== Recorded data

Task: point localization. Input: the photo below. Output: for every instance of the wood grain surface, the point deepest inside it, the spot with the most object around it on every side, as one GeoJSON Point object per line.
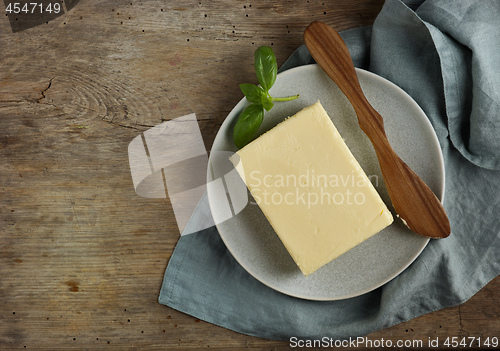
{"type": "Point", "coordinates": [82, 256]}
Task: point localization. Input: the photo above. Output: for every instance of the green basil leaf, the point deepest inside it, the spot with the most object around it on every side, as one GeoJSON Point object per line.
{"type": "Point", "coordinates": [266, 102]}
{"type": "Point", "coordinates": [252, 92]}
{"type": "Point", "coordinates": [266, 67]}
{"type": "Point", "coordinates": [247, 125]}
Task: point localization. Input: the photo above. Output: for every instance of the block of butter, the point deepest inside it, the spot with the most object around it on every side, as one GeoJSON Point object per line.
{"type": "Point", "coordinates": [311, 188]}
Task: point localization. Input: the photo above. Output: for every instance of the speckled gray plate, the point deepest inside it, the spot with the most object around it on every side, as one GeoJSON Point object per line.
{"type": "Point", "coordinates": [253, 242]}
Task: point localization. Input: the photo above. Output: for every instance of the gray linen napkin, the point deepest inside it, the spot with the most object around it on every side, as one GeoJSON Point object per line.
{"type": "Point", "coordinates": [446, 55]}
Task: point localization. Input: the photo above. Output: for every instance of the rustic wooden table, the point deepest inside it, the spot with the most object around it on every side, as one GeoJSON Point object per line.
{"type": "Point", "coordinates": [82, 256]}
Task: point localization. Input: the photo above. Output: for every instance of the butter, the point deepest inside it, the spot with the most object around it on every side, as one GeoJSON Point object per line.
{"type": "Point", "coordinates": [312, 190]}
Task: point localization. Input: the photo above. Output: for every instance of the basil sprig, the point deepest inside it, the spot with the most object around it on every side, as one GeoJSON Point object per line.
{"type": "Point", "coordinates": [252, 116]}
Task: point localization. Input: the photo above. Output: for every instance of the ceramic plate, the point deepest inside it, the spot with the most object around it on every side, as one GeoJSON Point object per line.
{"type": "Point", "coordinates": [251, 239]}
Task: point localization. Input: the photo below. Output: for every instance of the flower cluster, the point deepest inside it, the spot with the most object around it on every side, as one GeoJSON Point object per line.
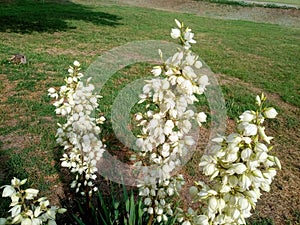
{"type": "Point", "coordinates": [239, 166]}
{"type": "Point", "coordinates": [25, 208]}
{"type": "Point", "coordinates": [167, 123]}
{"type": "Point", "coordinates": [80, 134]}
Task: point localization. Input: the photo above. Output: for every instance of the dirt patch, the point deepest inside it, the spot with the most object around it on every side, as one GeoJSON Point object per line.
{"type": "Point", "coordinates": [17, 141]}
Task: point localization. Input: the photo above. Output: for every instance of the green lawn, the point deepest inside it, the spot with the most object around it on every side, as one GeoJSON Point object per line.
{"type": "Point", "coordinates": [293, 2]}
{"type": "Point", "coordinates": [53, 35]}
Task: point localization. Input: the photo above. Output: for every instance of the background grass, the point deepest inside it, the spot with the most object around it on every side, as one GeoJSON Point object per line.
{"type": "Point", "coordinates": [53, 34]}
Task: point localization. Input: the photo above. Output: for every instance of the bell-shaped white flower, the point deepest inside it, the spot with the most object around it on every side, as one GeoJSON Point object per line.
{"type": "Point", "coordinates": [175, 33]}
{"type": "Point", "coordinates": [270, 113]}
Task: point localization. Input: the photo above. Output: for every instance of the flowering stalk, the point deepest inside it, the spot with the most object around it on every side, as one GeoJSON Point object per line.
{"type": "Point", "coordinates": [166, 125]}
{"type": "Point", "coordinates": [25, 208]}
{"type": "Point", "coordinates": [239, 166]}
{"type": "Point", "coordinates": [80, 134]}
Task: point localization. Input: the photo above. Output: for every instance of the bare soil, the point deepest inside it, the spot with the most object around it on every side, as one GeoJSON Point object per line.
{"type": "Point", "coordinates": [285, 17]}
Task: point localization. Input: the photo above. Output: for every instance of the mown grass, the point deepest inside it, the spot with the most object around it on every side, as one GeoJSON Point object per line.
{"type": "Point", "coordinates": [285, 4]}
{"type": "Point", "coordinates": [53, 34]}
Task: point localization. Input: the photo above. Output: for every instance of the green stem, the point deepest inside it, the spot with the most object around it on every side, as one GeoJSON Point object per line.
{"type": "Point", "coordinates": [150, 219]}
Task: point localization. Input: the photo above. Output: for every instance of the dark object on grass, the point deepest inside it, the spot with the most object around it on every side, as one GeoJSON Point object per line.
{"type": "Point", "coordinates": [18, 59]}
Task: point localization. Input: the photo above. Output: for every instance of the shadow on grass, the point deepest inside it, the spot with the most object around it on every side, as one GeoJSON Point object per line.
{"type": "Point", "coordinates": [28, 16]}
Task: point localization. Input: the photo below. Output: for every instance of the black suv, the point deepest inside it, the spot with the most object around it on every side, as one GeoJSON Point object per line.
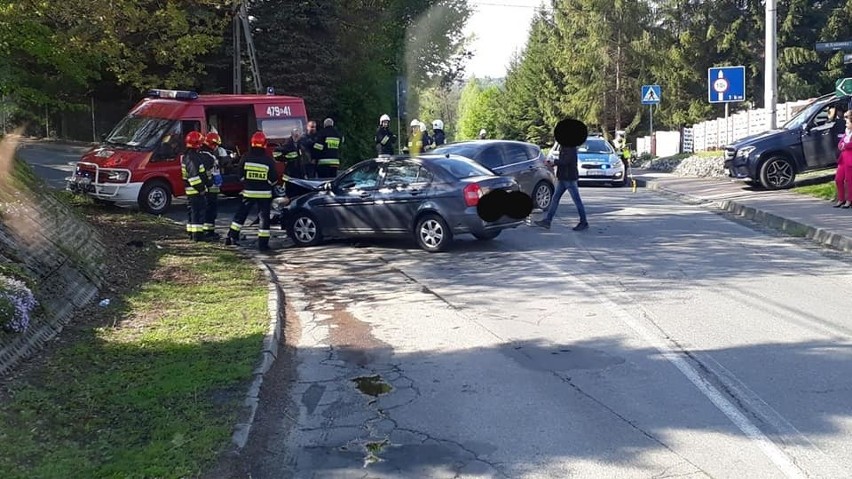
{"type": "Point", "coordinates": [807, 142]}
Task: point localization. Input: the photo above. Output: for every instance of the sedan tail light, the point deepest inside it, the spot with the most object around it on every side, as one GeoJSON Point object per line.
{"type": "Point", "coordinates": [472, 193]}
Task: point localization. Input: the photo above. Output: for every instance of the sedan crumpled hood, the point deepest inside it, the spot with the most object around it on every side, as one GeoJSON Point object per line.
{"type": "Point", "coordinates": [595, 157]}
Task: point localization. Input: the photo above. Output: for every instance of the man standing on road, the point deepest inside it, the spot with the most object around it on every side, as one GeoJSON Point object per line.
{"type": "Point", "coordinates": [567, 176]}
{"type": "Point", "coordinates": [196, 181]}
{"type": "Point", "coordinates": [259, 178]}
{"type": "Point", "coordinates": [385, 139]}
{"type": "Point", "coordinates": [328, 145]}
{"type": "Point", "coordinates": [209, 155]}
{"type": "Point", "coordinates": [307, 142]}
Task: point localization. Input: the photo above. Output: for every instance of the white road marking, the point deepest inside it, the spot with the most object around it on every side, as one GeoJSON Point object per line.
{"type": "Point", "coordinates": [772, 451]}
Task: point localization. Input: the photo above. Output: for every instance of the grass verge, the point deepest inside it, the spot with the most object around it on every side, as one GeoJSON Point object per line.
{"type": "Point", "coordinates": [150, 385]}
{"type": "Point", "coordinates": [826, 191]}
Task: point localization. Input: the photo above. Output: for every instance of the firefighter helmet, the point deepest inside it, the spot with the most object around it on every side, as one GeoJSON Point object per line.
{"type": "Point", "coordinates": [213, 140]}
{"type": "Point", "coordinates": [258, 140]}
{"type": "Point", "coordinates": [194, 139]}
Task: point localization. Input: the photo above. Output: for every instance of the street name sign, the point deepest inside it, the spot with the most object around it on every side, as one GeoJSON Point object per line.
{"type": "Point", "coordinates": [834, 46]}
{"type": "Point", "coordinates": [650, 94]}
{"type": "Point", "coordinates": [726, 84]}
{"type": "Point", "coordinates": [843, 87]}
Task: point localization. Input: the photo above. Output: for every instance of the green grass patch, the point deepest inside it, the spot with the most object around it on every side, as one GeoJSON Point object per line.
{"type": "Point", "coordinates": [150, 385]}
{"type": "Point", "coordinates": [826, 191]}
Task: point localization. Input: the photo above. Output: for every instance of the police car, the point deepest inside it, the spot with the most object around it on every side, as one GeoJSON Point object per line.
{"type": "Point", "coordinates": [597, 161]}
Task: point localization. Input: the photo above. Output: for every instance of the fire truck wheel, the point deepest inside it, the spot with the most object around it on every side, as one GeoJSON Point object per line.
{"type": "Point", "coordinates": [155, 197]}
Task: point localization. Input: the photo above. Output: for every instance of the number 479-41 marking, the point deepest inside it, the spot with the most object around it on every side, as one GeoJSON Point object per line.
{"type": "Point", "coordinates": [278, 111]}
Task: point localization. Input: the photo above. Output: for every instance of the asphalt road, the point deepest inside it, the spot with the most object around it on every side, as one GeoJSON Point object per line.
{"type": "Point", "coordinates": [664, 341]}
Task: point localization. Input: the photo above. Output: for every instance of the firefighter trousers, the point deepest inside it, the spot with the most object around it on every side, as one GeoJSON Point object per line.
{"type": "Point", "coordinates": [195, 226]}
{"type": "Point", "coordinates": [211, 210]}
{"type": "Point", "coordinates": [326, 171]}
{"type": "Point", "coordinates": [264, 207]}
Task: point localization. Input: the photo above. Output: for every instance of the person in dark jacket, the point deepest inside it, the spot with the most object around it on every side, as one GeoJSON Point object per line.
{"type": "Point", "coordinates": [328, 145]}
{"type": "Point", "coordinates": [211, 157]}
{"type": "Point", "coordinates": [385, 139]}
{"type": "Point", "coordinates": [259, 179]}
{"type": "Point", "coordinates": [196, 182]}
{"type": "Point", "coordinates": [307, 141]}
{"type": "Point", "coordinates": [567, 176]}
{"type": "Point", "coordinates": [294, 155]}
{"type": "Point", "coordinates": [438, 133]}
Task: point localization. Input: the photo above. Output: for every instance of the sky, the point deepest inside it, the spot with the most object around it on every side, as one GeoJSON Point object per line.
{"type": "Point", "coordinates": [501, 27]}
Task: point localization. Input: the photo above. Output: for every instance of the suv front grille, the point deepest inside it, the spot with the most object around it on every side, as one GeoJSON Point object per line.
{"type": "Point", "coordinates": [729, 153]}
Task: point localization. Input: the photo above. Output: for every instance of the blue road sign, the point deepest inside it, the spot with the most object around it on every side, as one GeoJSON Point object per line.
{"type": "Point", "coordinates": [650, 94]}
{"type": "Point", "coordinates": [726, 84]}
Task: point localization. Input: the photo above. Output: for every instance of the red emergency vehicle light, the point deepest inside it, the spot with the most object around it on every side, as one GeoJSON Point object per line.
{"type": "Point", "coordinates": [177, 94]}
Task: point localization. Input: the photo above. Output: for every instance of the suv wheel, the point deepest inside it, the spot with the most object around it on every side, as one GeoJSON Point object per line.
{"type": "Point", "coordinates": [432, 233]}
{"type": "Point", "coordinates": [777, 173]}
{"type": "Point", "coordinates": [155, 197]}
{"type": "Point", "coordinates": [543, 195]}
{"type": "Point", "coordinates": [304, 229]}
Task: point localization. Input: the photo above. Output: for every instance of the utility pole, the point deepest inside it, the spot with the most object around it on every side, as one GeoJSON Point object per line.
{"type": "Point", "coordinates": [770, 93]}
{"type": "Point", "coordinates": [241, 17]}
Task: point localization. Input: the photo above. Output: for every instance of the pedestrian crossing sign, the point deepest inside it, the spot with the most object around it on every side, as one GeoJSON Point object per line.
{"type": "Point", "coordinates": [650, 94]}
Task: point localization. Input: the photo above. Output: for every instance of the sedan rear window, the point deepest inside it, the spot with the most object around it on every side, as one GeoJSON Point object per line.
{"type": "Point", "coordinates": [468, 151]}
{"type": "Point", "coordinates": [461, 168]}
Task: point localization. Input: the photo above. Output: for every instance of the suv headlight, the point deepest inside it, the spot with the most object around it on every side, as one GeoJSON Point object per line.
{"type": "Point", "coordinates": [118, 176]}
{"type": "Point", "coordinates": [743, 153]}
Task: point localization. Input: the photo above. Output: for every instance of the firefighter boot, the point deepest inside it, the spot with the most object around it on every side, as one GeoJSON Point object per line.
{"type": "Point", "coordinates": [233, 238]}
{"type": "Point", "coordinates": [263, 243]}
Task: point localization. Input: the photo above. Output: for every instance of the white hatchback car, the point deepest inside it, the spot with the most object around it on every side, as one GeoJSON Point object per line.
{"type": "Point", "coordinates": [597, 161]}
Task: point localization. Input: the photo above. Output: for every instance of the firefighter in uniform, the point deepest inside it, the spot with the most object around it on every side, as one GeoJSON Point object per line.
{"type": "Point", "coordinates": [427, 140]}
{"type": "Point", "coordinates": [293, 155]}
{"type": "Point", "coordinates": [307, 143]}
{"type": "Point", "coordinates": [210, 157]}
{"type": "Point", "coordinates": [385, 139]}
{"type": "Point", "coordinates": [328, 146]}
{"type": "Point", "coordinates": [438, 132]}
{"type": "Point", "coordinates": [415, 139]}
{"type": "Point", "coordinates": [196, 181]}
{"type": "Point", "coordinates": [258, 178]}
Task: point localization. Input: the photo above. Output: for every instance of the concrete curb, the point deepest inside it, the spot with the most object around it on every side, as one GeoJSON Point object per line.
{"type": "Point", "coordinates": [268, 355]}
{"type": "Point", "coordinates": [791, 227]}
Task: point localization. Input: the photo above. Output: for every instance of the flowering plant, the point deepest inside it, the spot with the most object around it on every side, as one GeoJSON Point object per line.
{"type": "Point", "coordinates": [16, 304]}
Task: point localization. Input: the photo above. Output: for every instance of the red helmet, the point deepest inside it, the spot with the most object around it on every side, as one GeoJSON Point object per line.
{"type": "Point", "coordinates": [258, 140]}
{"type": "Point", "coordinates": [194, 139]}
{"type": "Point", "coordinates": [213, 140]}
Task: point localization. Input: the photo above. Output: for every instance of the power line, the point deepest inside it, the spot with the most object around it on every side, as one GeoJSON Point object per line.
{"type": "Point", "coordinates": [491, 4]}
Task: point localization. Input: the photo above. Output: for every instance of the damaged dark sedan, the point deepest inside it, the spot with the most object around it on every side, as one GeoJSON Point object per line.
{"type": "Point", "coordinates": [429, 198]}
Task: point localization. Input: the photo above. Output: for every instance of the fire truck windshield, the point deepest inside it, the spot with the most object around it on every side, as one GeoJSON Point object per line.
{"type": "Point", "coordinates": [140, 132]}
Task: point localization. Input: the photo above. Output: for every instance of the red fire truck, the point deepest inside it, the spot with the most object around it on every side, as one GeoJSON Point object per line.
{"type": "Point", "coordinates": [138, 162]}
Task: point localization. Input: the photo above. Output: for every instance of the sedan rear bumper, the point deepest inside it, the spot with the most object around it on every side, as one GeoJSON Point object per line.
{"type": "Point", "coordinates": [470, 222]}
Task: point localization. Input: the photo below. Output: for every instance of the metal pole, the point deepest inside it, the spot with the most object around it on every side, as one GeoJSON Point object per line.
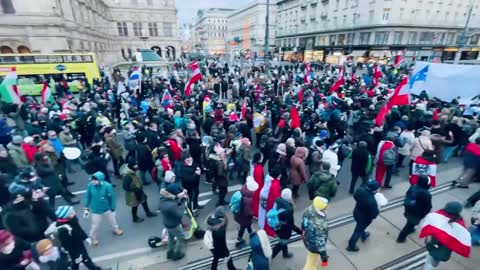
{"type": "Point", "coordinates": [464, 34]}
{"type": "Point", "coordinates": [267, 32]}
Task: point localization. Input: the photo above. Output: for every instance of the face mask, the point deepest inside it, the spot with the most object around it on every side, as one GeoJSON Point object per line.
{"type": "Point", "coordinates": [9, 248]}
{"type": "Point", "coordinates": [51, 257]}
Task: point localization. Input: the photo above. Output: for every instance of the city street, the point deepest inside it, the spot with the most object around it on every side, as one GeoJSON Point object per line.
{"type": "Point", "coordinates": [130, 251]}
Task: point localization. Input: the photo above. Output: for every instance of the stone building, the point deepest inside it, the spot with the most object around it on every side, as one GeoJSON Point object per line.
{"type": "Point", "coordinates": [113, 29]}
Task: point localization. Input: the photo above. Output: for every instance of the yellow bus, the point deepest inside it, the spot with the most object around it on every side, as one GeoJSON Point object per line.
{"type": "Point", "coordinates": [34, 69]}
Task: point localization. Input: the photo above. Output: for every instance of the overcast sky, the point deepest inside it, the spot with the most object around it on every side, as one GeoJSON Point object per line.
{"type": "Point", "coordinates": [187, 9]}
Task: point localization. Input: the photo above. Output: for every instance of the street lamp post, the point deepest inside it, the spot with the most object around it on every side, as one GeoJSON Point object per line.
{"type": "Point", "coordinates": [267, 32]}
{"type": "Point", "coordinates": [464, 38]}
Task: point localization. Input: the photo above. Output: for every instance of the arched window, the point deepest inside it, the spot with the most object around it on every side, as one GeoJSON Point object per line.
{"type": "Point", "coordinates": [23, 49]}
{"type": "Point", "coordinates": [6, 49]}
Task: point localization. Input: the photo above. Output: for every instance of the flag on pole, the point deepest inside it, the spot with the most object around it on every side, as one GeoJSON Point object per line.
{"type": "Point", "coordinates": [244, 109]}
{"type": "Point", "coordinates": [453, 235]}
{"type": "Point", "coordinates": [166, 97]}
{"type": "Point", "coordinates": [135, 79]}
{"type": "Point", "coordinates": [196, 76]}
{"type": "Point", "coordinates": [376, 75]}
{"type": "Point", "coordinates": [425, 167]}
{"type": "Point", "coordinates": [295, 118]}
{"type": "Point", "coordinates": [8, 89]}
{"type": "Point", "coordinates": [308, 70]}
{"type": "Point", "coordinates": [46, 94]}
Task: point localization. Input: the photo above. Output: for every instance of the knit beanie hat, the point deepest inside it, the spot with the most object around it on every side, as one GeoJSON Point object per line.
{"type": "Point", "coordinates": [287, 194]}
{"type": "Point", "coordinates": [168, 176]}
{"type": "Point", "coordinates": [251, 184]}
{"type": "Point", "coordinates": [320, 203]}
{"type": "Point", "coordinates": [43, 245]}
{"type": "Point", "coordinates": [4, 236]}
{"type": "Point", "coordinates": [63, 211]}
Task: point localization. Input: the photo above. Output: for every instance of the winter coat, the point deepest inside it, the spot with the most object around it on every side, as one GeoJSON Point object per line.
{"type": "Point", "coordinates": [144, 157]}
{"type": "Point", "coordinates": [18, 155]}
{"type": "Point", "coordinates": [361, 161]}
{"type": "Point", "coordinates": [25, 221]}
{"type": "Point", "coordinates": [30, 151]}
{"type": "Point", "coordinates": [322, 184]}
{"type": "Point", "coordinates": [133, 186]}
{"type": "Point", "coordinates": [261, 251]}
{"type": "Point", "coordinates": [100, 198]}
{"type": "Point", "coordinates": [220, 169]}
{"type": "Point", "coordinates": [72, 240]}
{"type": "Point", "coordinates": [129, 140]}
{"type": "Point", "coordinates": [115, 149]}
{"type": "Point", "coordinates": [422, 206]}
{"type": "Point", "coordinates": [298, 173]}
{"type": "Point", "coordinates": [286, 219]}
{"type": "Point", "coordinates": [187, 176]}
{"type": "Point", "coordinates": [172, 211]}
{"type": "Point", "coordinates": [12, 261]}
{"type": "Point", "coordinates": [244, 217]}
{"type": "Point", "coordinates": [49, 178]}
{"type": "Point", "coordinates": [366, 207]}
{"type": "Point", "coordinates": [420, 144]}
{"type": "Point", "coordinates": [315, 229]}
{"type": "Point", "coordinates": [218, 227]}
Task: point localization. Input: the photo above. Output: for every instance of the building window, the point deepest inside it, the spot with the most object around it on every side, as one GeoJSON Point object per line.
{"type": "Point", "coordinates": [474, 40]}
{"type": "Point", "coordinates": [371, 13]}
{"type": "Point", "coordinates": [412, 38]}
{"type": "Point", "coordinates": [386, 14]}
{"type": "Point", "coordinates": [168, 29]}
{"type": "Point", "coordinates": [153, 29]}
{"type": "Point", "coordinates": [122, 29]}
{"type": "Point", "coordinates": [350, 38]}
{"type": "Point", "coordinates": [381, 37]}
{"type": "Point", "coordinates": [426, 37]}
{"type": "Point", "coordinates": [137, 29]}
{"type": "Point", "coordinates": [364, 38]}
{"type": "Point", "coordinates": [333, 40]}
{"type": "Point", "coordinates": [397, 37]}
{"type": "Point", "coordinates": [7, 6]}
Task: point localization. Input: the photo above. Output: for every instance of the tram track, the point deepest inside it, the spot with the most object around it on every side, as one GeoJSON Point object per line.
{"type": "Point", "coordinates": [410, 261]}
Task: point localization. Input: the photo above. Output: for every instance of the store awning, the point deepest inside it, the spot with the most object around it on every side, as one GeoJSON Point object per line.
{"type": "Point", "coordinates": [357, 53]}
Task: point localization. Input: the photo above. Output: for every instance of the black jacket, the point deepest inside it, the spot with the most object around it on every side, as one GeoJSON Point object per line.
{"type": "Point", "coordinates": [366, 208]}
{"type": "Point", "coordinates": [286, 219]}
{"type": "Point", "coordinates": [72, 240]}
{"type": "Point", "coordinates": [359, 161]}
{"type": "Point", "coordinates": [422, 206]}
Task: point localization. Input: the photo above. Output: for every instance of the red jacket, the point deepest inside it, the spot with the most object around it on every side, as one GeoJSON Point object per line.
{"type": "Point", "coordinates": [30, 151]}
{"type": "Point", "coordinates": [258, 175]}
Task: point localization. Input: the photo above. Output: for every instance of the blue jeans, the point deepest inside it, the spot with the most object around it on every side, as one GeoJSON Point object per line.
{"type": "Point", "coordinates": [447, 152]}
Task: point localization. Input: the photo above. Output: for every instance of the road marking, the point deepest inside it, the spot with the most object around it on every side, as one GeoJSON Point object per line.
{"type": "Point", "coordinates": [230, 189]}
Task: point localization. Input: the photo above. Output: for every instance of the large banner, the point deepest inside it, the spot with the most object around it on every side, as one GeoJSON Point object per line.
{"type": "Point", "coordinates": [447, 81]}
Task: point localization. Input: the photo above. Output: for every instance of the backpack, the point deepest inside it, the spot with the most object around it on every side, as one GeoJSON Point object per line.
{"type": "Point", "coordinates": [236, 203]}
{"type": "Point", "coordinates": [389, 157]}
{"type": "Point", "coordinates": [410, 198]}
{"type": "Point", "coordinates": [52, 233]}
{"type": "Point", "coordinates": [90, 167]}
{"type": "Point", "coordinates": [208, 239]}
{"type": "Point", "coordinates": [273, 219]}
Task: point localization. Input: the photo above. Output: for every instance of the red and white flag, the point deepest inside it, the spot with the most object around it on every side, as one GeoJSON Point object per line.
{"type": "Point", "coordinates": [401, 96]}
{"type": "Point", "coordinates": [376, 75]}
{"type": "Point", "coordinates": [196, 76]}
{"type": "Point", "coordinates": [308, 70]}
{"type": "Point", "coordinates": [425, 167]}
{"type": "Point", "coordinates": [453, 235]}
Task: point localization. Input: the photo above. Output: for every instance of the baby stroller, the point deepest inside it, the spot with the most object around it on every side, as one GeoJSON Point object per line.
{"type": "Point", "coordinates": [189, 225]}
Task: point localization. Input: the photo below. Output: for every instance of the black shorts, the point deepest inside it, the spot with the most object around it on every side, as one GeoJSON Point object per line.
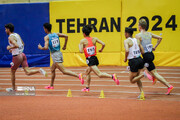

====

→ **What you should do**: Please gather every line in the data above that contains the word "wheel". Case counts.

→ **Solution to this exercise**:
Task: point localization. Input: the photo above. Output: for every instance of the fire truck wheel, the point deepest inside it, the spot with the most object around it on every side, as one GeoJSON Point object per line.
Task: point localization. Input: the photo above. Output: for every instance of the suv wheel, the point deepest inside it, the spot with the most object around it on every side, as one GeoJSON Point object per line.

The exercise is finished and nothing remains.